**TEXT SHOWN**
------------

0
votes

I am trying to aggregate data in Elasticsearch using Kafka messages (as a Flink 1.10 API StreamSource). Data is receiving in JSON format which is dynamic and sample is given below.I want to combine multiple records in single document by unique ID. Data is coming in sequence wise and it's time series data.

source sink kafka and destination sink elasticseach 7.6.1 6

I am not found any good example which can be utilize in below problem statement.

Record : 1
{
"ID" : "1",
"timestamp" : "2020-05-07 14:34:51.325",
"Data" : 
{
 "Field1" : "ABC",
 "Field2" : "DEF"
}
}

Record : 2
{
"ID" : "1",
"timestamp" : "2020-05-07 14:34:51.725",
"Data" : 
{
 "Field3" : "GHY"
}
}

Result :

{
"ID" : "1",
"Start_timestamp" : "2020-05-07 14:34:51.325",
"End_timestamp" : "2020-05-07 14:34:51.725",
"Data" :
{
 "Field1" : "ABC",
 "Field2" : "DEF",
 "Field3" : "GHY"
}
}

Below is version details:

  1. Flink 1.10
  2. Flink-kafka-connector 2.11
  3. Flink-Elasticsearch-connector 7.x
  4. Kafka 2.11
  5. JDK 1.8
1

1 Answers

0
votes

What you're asking for could be described as some sort of join, and there are many ways you might accomplish this with Flink. There's an example of stateful enrichment in the Apache Flink Training that shows how to implement a similar join using a RichFlatMapFunction that should help you get started. You'll want to read through the relevant training materials first -- at least the section on Data Pipelines & ETL.

------------

**SUPPLIED RECORDS**

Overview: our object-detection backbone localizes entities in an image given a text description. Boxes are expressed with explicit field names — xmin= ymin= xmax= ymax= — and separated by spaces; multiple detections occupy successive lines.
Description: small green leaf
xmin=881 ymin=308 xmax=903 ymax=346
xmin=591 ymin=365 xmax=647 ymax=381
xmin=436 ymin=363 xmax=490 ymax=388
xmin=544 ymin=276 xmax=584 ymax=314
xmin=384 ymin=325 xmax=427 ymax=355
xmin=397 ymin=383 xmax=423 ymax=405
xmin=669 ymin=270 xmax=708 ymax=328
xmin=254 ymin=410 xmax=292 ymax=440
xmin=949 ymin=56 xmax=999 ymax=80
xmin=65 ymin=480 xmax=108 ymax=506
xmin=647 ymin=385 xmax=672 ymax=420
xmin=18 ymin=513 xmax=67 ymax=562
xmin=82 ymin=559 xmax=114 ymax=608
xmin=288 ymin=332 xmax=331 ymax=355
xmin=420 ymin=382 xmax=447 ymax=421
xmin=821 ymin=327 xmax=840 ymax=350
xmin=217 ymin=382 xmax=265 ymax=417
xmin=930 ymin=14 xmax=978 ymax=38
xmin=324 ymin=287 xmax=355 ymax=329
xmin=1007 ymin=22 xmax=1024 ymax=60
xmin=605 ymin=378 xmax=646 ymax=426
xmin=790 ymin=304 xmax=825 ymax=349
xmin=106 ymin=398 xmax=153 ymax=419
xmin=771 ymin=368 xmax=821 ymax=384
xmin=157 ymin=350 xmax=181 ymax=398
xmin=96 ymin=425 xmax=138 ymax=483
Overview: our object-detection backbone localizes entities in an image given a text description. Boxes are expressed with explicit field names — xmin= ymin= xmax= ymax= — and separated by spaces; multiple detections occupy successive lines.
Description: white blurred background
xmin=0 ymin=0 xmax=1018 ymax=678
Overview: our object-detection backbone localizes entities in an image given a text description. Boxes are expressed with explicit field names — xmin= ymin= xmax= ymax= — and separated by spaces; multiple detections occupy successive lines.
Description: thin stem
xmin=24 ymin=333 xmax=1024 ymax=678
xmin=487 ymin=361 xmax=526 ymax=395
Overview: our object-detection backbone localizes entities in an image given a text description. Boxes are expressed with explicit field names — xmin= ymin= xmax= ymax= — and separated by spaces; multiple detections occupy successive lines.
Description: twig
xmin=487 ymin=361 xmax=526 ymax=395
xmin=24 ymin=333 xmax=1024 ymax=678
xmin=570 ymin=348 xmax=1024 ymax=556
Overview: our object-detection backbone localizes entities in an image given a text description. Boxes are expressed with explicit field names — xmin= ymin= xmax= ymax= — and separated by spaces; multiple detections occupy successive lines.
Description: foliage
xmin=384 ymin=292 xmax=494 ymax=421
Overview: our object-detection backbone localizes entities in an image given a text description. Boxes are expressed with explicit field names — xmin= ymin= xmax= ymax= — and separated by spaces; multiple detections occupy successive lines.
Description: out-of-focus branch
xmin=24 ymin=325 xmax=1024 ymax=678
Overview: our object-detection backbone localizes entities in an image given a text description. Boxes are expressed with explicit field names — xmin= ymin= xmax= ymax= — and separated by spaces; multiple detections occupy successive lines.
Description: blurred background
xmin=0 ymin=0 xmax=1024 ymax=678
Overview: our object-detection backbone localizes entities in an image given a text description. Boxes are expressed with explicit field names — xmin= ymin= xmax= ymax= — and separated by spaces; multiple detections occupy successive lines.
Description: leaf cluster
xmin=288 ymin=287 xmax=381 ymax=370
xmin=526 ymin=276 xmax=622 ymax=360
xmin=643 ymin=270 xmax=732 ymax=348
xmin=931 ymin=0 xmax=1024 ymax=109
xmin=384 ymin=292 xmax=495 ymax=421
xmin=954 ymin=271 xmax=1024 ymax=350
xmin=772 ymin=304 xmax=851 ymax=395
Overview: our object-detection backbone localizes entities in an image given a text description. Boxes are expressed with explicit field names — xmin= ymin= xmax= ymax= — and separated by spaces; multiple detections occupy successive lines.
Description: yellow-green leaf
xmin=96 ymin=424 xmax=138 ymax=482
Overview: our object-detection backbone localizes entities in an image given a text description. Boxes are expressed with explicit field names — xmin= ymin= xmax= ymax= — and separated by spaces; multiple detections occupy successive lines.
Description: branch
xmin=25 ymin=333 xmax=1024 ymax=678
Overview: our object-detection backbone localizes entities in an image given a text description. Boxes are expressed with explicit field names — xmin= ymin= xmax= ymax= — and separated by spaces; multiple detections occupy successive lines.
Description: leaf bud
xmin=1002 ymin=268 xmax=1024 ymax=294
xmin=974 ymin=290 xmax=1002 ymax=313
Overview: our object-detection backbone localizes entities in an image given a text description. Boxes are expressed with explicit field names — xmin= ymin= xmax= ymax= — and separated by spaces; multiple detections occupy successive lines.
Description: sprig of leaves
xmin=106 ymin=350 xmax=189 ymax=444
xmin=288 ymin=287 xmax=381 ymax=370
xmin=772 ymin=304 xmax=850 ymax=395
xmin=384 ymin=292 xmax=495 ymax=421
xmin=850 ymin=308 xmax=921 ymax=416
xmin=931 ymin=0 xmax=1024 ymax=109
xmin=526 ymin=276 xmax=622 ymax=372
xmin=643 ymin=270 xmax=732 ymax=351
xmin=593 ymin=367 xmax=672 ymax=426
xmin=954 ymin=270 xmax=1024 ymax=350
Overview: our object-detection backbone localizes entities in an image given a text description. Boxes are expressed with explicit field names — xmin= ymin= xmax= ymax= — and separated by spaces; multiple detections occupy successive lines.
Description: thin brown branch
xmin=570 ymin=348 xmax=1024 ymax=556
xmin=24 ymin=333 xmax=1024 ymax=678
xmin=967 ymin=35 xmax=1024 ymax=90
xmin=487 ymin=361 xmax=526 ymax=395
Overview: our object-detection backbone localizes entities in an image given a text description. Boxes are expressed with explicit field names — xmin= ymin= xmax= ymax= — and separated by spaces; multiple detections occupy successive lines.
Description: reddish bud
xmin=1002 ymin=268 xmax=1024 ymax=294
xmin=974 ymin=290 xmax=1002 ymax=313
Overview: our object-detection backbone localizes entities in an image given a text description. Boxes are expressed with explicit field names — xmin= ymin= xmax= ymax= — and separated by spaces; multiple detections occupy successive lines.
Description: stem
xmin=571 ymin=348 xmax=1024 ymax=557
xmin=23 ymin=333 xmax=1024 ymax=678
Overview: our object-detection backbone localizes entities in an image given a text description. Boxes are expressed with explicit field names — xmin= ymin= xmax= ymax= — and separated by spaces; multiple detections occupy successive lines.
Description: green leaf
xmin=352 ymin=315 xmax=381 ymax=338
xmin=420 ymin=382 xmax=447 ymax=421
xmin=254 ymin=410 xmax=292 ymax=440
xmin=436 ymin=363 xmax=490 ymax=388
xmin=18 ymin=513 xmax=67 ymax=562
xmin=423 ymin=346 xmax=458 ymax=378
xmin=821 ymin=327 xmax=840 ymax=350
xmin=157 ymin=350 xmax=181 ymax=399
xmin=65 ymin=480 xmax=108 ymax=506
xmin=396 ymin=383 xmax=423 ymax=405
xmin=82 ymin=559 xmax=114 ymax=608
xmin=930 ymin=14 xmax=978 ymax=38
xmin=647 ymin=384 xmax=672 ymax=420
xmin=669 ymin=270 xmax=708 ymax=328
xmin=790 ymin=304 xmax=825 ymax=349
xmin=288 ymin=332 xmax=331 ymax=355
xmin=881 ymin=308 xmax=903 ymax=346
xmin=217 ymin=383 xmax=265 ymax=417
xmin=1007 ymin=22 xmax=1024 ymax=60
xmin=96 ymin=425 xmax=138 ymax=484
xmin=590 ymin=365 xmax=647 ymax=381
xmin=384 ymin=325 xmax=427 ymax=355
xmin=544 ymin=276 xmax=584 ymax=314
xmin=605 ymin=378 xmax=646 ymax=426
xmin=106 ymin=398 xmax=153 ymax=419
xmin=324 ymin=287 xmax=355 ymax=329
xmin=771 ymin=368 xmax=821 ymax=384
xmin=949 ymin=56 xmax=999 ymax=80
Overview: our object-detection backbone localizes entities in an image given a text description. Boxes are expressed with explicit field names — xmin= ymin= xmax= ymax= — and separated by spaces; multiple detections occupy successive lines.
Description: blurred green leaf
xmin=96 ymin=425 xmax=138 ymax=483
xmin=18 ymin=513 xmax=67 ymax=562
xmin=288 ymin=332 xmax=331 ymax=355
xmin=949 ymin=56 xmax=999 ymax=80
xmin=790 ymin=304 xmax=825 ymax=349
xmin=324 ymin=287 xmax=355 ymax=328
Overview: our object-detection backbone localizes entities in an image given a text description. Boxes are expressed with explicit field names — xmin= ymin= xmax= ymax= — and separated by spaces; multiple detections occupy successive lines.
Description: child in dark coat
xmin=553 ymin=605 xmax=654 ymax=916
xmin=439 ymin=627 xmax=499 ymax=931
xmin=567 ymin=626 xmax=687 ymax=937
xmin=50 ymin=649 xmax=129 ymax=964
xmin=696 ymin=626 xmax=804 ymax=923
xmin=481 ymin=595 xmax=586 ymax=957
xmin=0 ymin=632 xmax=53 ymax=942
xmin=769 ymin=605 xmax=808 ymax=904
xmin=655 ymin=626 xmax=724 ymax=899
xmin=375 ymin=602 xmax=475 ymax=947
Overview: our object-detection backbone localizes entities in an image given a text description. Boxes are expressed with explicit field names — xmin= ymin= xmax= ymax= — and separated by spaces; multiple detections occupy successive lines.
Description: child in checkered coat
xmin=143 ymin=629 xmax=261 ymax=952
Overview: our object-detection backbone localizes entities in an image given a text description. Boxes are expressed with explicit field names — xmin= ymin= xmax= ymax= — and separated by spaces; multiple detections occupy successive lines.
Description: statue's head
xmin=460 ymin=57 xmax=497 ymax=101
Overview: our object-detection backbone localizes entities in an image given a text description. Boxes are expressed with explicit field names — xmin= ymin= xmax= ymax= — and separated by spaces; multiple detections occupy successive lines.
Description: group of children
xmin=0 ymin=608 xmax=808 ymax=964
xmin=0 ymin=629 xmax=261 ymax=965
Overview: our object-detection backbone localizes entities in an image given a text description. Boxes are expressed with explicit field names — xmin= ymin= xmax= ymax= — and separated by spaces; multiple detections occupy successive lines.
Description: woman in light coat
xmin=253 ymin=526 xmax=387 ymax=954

------------

**PROBLEMS AND TASKS**
a) Translate this sentence from the Flink thread into Spanish: "What you're asking for could be described as some sort of join, and there are many ways you might accomplish this with Flink."
b) From the Flink thread, extract the part that opens with the words containing "I am trying" and closes with "time series data.".
c) Continue the Flink thread on aggregating Kafka data into Elasticsearch from where it stops.

**EXPECTED ANSWERS**
a) Lo que estás pidiendo podría describirse como una especie de join, y hay muchas formas en que podrías lograrlo con Flink.

b)
I am trying to aggregate data in Elasticsearch using Kafka messages (as a Flink 1.10 API StreamSource). Data is receiving in JSON format which is dynamic and sample is given below.I want to combine multiple records in single document by unique ID. Data is coming in sequence wise and it's time series data.

c)
What you'll end up doing with this approach is to partition the stream by ID (via keyBy), and then use key-partitioned state (probably MapState in this case, assuming you have several attribute/value pairs to store for each ID) to store information from records like record 1 until you're ready to emit a result.

BTW, if the set of keys is unbounded, you'll need to take care that you don't keep this state forever. Either clear the state when it's no longer needed (as this example does), or use State TTL to arrange for its eventual deletion.

For more information on other kinds of joins in Flink, see the links in this answer.